[proofplan]
We prove the equality of the two output lists by induction on the index $k$. The induction hypothesis says not only that the previously produced orthonormal vectors agree, but also that they span the same subspace as the previously processed input vectors. At the $k$th stage, the modified algorithm subtracts the same [orthogonal projection](/theorems/437) components as the classical formula, one component at a time. [Linear independence](/page/Linear%20Independence) guarantees that the common residual is nonzero, so the shared normalization rule gives the same normalized vector in both algorithms.
[/proofplan]
[step:Initialize the first residual in both algorithms]
For $k=1$, both algorithms have no previous orthonormal vectors. Thus the empty sum in the classical formula is zero, and the modified algorithm starts with $w_{1,0}=v_1$. Hence
\begin{align*}
u_{C,1}=v_1=u_{M,1}.
\end{align*}
Because $(v_1,\ldots,v_m)$ is linearly independent, $v_1\neq 0$. Therefore $u_{C,1}$ and $u_{M,1}$ are nonzero, and both algorithms normalize by the same positive scalar $|v_1|$. Consequently
\begin{align*}
e_{C,1}=\frac{v_1}{|v_1|}=e_{M,1}.
\end{align*}
The list $(e_{C,1})$ is orthonormal, and
\begin{align*}
\operatorname{span}\{e_{C,1}\}=\operatorname{span}\{v_1\}.
——————————
Problem
Copy the proof plan above, starting at the words "[proofplan]" and ending after "in both algorithms.", and rename "subspace" to "linear span" each time it appears.

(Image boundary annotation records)
——————————
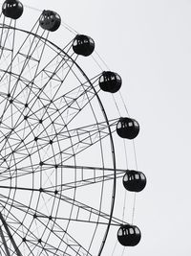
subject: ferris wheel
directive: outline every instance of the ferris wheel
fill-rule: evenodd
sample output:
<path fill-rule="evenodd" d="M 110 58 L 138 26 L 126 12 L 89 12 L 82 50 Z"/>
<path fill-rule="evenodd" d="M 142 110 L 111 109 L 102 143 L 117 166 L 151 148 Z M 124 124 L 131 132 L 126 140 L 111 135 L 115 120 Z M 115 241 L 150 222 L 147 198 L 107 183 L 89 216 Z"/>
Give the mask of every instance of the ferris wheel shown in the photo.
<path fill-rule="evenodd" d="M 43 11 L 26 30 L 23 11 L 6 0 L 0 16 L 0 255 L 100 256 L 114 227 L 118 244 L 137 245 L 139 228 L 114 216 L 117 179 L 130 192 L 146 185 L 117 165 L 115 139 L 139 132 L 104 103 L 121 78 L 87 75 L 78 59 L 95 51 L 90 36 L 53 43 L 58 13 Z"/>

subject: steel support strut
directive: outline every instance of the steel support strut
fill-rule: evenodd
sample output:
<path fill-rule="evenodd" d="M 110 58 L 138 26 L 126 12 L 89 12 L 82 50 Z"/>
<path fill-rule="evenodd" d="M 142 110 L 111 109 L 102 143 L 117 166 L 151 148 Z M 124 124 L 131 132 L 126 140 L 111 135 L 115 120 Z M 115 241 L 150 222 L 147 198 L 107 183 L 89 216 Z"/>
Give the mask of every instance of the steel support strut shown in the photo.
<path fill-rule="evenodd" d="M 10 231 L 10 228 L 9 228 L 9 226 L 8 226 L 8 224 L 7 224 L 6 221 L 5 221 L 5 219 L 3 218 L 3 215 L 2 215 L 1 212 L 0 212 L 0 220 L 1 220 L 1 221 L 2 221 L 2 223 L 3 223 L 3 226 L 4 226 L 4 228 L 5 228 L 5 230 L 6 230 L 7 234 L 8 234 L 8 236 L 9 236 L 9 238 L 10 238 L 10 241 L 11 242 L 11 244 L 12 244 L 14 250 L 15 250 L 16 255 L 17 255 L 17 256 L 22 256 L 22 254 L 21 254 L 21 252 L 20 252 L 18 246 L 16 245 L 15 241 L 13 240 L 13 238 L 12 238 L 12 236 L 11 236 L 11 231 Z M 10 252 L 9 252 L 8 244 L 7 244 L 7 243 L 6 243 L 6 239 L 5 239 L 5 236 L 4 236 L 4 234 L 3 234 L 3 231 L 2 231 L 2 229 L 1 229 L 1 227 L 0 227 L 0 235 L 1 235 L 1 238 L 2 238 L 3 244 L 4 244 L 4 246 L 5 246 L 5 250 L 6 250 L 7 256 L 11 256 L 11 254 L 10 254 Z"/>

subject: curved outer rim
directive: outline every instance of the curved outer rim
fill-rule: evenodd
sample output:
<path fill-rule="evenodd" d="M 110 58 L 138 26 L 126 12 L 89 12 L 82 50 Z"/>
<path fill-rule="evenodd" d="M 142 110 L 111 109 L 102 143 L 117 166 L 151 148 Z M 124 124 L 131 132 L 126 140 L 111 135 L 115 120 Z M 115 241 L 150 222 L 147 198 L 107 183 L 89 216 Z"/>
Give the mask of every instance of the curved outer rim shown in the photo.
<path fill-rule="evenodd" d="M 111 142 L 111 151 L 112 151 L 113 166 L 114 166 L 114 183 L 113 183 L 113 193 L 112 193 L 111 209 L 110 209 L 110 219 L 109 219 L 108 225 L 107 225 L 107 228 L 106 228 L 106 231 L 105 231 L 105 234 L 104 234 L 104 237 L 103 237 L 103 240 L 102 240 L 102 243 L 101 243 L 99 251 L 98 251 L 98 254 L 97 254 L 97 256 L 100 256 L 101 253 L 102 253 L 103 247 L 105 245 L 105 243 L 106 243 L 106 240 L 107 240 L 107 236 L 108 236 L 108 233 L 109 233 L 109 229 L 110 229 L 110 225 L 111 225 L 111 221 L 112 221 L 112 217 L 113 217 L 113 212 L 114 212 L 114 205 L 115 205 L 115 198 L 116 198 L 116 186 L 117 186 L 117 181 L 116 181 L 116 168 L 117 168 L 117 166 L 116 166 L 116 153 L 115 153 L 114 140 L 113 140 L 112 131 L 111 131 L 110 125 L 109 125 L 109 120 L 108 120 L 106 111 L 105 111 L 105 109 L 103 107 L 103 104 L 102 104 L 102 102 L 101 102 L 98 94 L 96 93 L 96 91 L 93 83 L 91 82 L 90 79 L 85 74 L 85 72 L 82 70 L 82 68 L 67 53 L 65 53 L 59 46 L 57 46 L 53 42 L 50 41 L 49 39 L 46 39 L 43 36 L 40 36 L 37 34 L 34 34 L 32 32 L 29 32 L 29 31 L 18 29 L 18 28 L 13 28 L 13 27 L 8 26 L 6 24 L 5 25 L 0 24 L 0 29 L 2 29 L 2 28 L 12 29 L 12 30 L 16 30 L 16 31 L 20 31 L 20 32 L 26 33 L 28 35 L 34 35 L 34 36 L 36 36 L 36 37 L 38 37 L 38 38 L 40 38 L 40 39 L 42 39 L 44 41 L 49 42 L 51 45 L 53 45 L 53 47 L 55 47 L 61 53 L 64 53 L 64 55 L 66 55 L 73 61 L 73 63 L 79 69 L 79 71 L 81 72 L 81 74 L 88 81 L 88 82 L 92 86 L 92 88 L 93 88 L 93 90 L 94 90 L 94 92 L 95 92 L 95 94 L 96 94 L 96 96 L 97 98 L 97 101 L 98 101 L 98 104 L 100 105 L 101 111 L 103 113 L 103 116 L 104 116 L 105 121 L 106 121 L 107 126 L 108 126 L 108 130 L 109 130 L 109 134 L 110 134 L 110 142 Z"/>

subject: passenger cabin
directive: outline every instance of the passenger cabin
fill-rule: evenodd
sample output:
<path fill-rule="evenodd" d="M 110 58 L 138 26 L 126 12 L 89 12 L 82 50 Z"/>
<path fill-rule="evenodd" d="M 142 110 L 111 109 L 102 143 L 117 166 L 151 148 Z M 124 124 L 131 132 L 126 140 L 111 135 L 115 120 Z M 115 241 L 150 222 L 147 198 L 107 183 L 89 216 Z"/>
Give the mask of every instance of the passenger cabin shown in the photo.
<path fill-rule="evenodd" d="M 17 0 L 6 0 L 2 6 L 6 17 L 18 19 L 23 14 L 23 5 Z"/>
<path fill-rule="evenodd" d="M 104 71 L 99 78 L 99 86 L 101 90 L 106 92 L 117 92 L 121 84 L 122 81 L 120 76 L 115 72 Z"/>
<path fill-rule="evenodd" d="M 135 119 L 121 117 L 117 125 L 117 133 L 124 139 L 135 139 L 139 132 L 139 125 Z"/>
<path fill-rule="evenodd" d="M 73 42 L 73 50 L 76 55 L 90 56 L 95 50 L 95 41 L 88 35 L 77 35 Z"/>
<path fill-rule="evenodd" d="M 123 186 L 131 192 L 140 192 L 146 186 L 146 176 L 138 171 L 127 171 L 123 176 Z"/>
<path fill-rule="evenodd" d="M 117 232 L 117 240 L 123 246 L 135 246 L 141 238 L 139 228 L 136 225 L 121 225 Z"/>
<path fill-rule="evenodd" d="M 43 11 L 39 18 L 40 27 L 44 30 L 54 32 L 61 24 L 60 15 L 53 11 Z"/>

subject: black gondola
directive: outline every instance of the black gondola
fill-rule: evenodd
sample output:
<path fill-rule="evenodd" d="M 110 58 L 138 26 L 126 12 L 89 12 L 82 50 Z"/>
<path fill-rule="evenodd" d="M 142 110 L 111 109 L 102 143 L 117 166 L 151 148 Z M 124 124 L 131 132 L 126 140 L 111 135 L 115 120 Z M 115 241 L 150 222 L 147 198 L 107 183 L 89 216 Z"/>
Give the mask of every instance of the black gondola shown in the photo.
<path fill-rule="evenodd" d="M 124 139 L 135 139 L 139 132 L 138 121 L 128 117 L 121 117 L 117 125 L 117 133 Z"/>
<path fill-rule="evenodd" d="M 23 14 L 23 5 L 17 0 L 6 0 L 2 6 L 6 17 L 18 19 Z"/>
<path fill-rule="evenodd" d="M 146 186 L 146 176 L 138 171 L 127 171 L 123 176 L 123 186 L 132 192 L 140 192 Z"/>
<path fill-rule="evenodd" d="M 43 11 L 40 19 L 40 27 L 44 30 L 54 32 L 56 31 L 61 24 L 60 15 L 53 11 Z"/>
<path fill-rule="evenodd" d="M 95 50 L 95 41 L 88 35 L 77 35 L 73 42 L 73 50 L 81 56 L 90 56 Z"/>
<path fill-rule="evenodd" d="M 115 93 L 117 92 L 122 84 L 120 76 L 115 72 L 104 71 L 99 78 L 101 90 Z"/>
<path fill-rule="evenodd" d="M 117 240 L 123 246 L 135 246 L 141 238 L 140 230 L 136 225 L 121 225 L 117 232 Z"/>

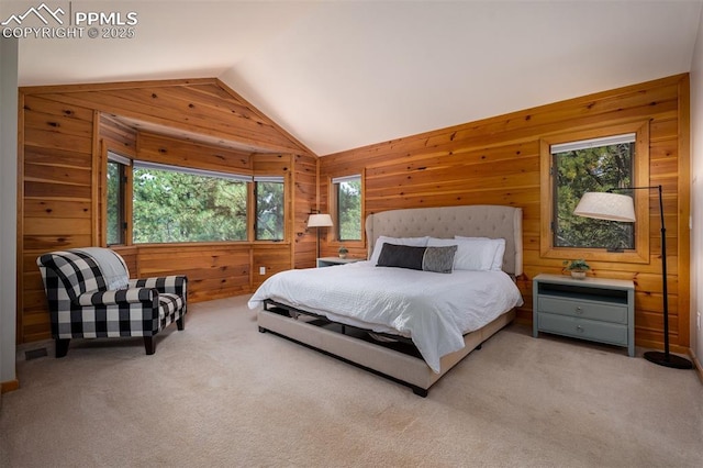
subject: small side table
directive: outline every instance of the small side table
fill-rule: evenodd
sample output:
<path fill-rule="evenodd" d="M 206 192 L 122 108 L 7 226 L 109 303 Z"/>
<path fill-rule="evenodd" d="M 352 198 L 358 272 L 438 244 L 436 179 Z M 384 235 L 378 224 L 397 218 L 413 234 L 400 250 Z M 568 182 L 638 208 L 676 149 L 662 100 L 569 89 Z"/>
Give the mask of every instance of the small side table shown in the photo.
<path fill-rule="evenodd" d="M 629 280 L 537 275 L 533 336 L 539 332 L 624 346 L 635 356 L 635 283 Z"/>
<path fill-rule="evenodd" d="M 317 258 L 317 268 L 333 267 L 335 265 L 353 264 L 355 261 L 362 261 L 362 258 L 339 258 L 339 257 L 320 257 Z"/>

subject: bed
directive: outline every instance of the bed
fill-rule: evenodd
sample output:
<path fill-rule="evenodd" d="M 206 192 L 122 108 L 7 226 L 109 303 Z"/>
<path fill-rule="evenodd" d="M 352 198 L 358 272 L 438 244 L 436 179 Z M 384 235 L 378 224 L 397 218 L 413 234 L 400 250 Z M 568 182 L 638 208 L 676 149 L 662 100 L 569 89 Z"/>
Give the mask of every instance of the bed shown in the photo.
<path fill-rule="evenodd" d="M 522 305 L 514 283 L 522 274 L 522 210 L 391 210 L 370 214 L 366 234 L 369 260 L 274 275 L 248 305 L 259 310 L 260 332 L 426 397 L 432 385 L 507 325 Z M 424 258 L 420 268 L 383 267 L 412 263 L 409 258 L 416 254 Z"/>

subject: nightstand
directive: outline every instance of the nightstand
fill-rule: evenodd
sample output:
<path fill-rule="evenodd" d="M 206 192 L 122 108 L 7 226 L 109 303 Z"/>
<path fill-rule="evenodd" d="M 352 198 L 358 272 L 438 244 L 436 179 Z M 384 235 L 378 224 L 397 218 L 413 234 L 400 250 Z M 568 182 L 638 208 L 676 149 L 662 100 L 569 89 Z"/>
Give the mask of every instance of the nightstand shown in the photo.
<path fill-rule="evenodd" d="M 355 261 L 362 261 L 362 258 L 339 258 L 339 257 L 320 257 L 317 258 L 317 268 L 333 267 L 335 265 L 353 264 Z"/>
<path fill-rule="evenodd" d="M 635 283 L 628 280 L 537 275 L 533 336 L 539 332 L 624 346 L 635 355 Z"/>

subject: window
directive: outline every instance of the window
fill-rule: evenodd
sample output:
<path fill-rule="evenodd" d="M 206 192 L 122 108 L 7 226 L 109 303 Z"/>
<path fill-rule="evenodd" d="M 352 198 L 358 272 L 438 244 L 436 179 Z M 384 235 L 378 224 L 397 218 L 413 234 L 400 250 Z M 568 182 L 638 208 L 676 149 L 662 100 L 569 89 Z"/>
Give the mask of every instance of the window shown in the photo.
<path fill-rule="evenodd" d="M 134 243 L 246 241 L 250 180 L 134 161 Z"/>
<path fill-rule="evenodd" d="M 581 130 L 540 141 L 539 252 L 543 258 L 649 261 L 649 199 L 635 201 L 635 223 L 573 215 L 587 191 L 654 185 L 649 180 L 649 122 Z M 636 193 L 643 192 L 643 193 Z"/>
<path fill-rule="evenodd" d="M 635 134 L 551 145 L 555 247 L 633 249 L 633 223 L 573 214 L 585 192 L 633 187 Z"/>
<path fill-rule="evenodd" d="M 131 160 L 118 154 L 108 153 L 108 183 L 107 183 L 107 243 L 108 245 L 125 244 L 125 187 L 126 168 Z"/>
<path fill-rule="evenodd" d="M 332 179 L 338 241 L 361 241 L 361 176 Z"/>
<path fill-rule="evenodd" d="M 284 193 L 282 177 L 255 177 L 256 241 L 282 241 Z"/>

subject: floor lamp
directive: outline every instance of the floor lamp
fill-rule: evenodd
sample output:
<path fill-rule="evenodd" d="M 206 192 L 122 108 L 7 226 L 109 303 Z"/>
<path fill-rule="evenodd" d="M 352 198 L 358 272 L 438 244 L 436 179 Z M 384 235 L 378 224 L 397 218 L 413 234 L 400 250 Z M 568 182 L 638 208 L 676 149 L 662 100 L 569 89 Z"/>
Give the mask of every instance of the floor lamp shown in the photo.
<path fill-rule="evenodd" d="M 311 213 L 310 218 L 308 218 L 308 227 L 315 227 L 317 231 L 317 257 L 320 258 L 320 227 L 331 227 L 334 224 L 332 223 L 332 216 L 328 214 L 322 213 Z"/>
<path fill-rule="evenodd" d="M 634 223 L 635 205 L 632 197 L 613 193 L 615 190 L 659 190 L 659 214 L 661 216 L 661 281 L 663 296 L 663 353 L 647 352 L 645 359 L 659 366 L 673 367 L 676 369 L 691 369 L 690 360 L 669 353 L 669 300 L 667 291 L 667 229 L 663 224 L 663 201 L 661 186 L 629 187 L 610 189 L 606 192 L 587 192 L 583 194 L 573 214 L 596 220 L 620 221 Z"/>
——————————
Written response
[proofplan]
We prove the equality of the two output lists by induction on the index $k$. The induction hypothesis says not only that the previously produced orthonormal vectors agree, but also that they span the same linear span as the previously processed input vectors. At the $k$th stage, the modified algorithm subtracts the same [orthogonal projection](/theorems/437) components as the classical formula, one component at a time. [Linear independence](/page/Linear%20Independence) guarantees that the common residual is nonzero, so the shared normalization rule gives the same normalized vector in both algorithms.